Text extract:
## Start

This article uses a content-based deep collaborative filtering network to predict the interaction probability for the target dataset and method. Note that the description nodes of core entities are not engaged in the propagation to higher-order neighbors. For the textual description related to the target entity, the n words of the original description are represented as t = $w_{1 : n}$ = [ $w_{1}$ , $w_{2}$ , …, $w_{n}$ ]. The matrix $s_{1 : n} \in R^{p \times n}$ signifies the embedding matrix of the sentence. Pretrained words to vectors are produced on GloVe (Pennington, Socher & Manning, 2014), the initial embedding representation for each word in which global statistical information and local contextual features are contained. The sentence representation $s_{t} \in R^{p}$ is derived by aggregating the average of the word representations.

## End

Supplied entries:
## Start

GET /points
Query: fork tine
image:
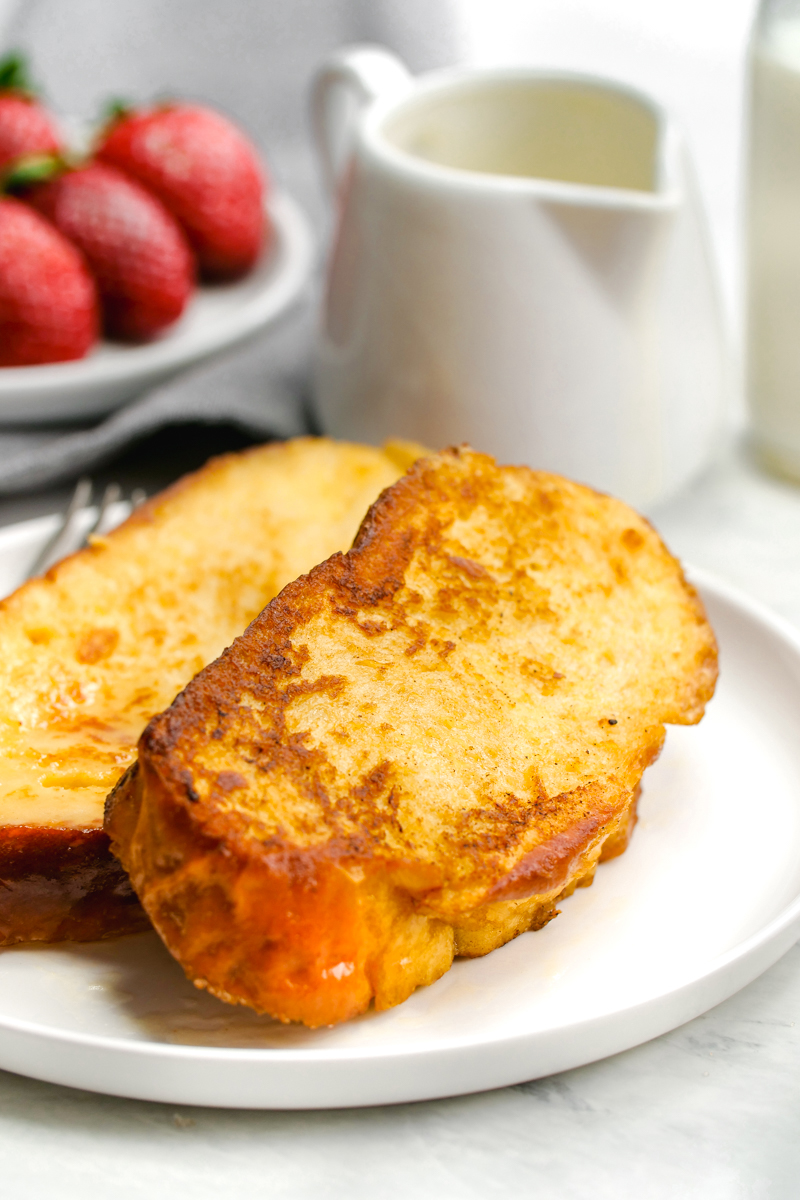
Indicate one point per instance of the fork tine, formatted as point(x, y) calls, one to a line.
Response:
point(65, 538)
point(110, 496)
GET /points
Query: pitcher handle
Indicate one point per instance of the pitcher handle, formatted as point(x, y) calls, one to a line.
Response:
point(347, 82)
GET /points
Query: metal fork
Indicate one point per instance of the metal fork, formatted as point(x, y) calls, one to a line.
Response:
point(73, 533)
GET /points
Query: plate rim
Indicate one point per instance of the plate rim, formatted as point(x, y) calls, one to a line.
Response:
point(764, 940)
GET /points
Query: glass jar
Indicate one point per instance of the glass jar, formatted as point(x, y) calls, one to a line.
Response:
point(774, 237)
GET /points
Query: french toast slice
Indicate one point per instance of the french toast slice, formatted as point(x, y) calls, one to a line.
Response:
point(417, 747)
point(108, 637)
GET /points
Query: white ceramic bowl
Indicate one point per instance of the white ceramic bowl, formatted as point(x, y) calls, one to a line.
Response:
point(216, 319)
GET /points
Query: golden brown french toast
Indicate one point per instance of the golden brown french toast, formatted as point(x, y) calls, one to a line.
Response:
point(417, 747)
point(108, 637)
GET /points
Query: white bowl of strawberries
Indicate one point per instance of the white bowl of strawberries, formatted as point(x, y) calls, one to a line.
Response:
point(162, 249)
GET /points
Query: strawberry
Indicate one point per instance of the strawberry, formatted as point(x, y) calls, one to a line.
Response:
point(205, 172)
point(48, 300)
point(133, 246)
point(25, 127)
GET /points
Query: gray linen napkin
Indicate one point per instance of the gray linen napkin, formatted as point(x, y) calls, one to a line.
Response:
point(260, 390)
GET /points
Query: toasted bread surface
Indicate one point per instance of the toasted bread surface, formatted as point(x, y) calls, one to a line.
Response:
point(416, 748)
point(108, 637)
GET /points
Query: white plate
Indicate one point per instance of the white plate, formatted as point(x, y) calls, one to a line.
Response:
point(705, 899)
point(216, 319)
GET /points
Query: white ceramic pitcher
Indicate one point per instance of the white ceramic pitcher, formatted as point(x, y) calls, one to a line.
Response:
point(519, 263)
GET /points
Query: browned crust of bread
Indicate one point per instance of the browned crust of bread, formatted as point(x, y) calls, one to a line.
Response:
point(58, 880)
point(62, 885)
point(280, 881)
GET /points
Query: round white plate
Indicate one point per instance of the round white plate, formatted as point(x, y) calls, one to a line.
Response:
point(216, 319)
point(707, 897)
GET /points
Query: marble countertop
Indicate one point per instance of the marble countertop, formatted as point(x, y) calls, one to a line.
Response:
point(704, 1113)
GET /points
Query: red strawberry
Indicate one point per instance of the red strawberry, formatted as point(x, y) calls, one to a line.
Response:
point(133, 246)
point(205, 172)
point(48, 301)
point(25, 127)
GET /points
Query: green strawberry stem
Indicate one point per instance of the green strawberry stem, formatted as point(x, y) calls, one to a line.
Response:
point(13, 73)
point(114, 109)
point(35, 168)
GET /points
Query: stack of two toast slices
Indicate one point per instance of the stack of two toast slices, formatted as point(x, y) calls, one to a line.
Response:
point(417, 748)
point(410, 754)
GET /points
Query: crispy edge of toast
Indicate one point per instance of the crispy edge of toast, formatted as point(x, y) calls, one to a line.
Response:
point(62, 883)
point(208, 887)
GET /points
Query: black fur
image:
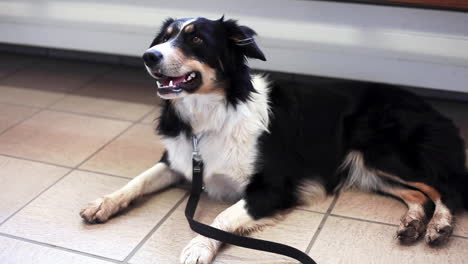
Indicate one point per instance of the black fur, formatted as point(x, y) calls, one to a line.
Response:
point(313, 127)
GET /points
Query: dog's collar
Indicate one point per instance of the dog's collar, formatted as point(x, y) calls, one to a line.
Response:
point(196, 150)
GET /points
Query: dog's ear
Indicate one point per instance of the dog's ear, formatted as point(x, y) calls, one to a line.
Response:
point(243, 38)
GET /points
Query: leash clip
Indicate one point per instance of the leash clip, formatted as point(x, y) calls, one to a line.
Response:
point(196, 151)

## End

Requirements:
**1.** In the text on collaborative filtering, what are the pretrained word vectors produced on?
**2.** Carry on the passage about the collaborative filtering network from its final sentence.

The results:
**1.** They are produced on GloVe.

**2.**
For the descriptive information $e_{(d)}^{t}$ and $e_{(m)}^{t}$ associated with a given dataset-method pair $g_{(d)}$ - $g_{(m)}$ , the low-dimensional vectors $v_{d}$ and $v_{m}$ are obtained through matrix transformation. This process can be expressed as follows.

(15) $v_{d} = W_{d} s_{d}$

(16) $v_{m} = W_{m} s_{m} .$

To further explore the interaction between the dataset and the machine learning method, a neural collaborative filtering framework (He et al., 2017) is utilized in this article. Generalized matrix factorization captures linear interactions in the descriptive information for the dataset and method. Simultaneously, a multi-layer perceptron layer captures nonlinear interactions in the descriptive information. A concept similar to matrix factorization is employed to extract linear interaction between the dataset and method description features.

(17) $ϕ_{l} = v_{d} ⊙ v_{m}$

(18) ${\hat{y}}_{l} = σ (G^{T} ϕ_{l}) .$

Here, $⨀$ denotes the element-wise product. $G^{T}$ denotes the learnable weight matrix. A sigmoid activation function is adopted as $σ$ .

Meanwhile, the two feature vectors $v_{d}$ and $v_{m}$ are concatenated to capture nonlinear interaction features through a multi-layer perceptron. The formulation is described as follows.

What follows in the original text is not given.